*Problem*. State how many lines in the entries below contain the string "flower", with case counting. Give only the number.

*Stored data*.

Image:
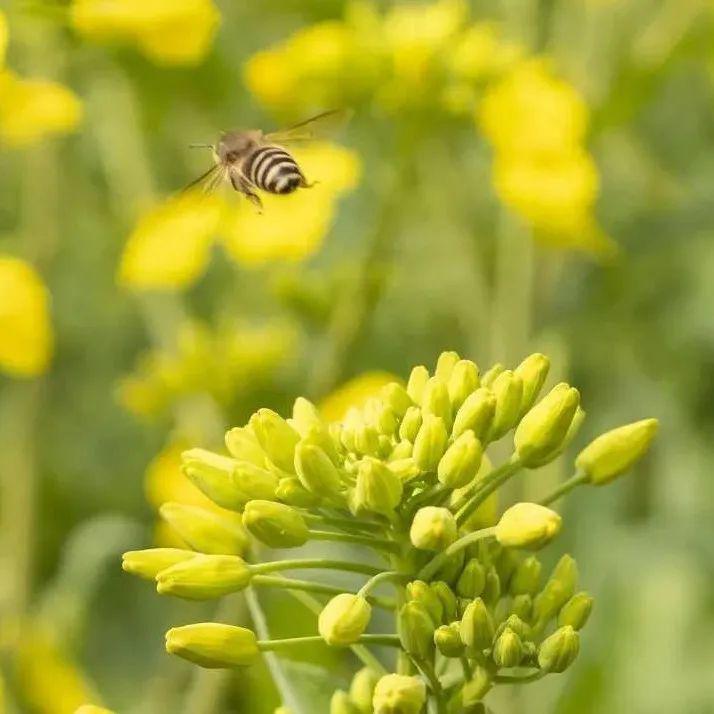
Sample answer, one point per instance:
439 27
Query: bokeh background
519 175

* * *

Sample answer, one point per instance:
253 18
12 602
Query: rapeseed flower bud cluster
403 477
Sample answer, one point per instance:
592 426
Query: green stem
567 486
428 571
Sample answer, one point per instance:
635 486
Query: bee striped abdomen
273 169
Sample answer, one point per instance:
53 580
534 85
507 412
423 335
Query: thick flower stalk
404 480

*Written answer*. 2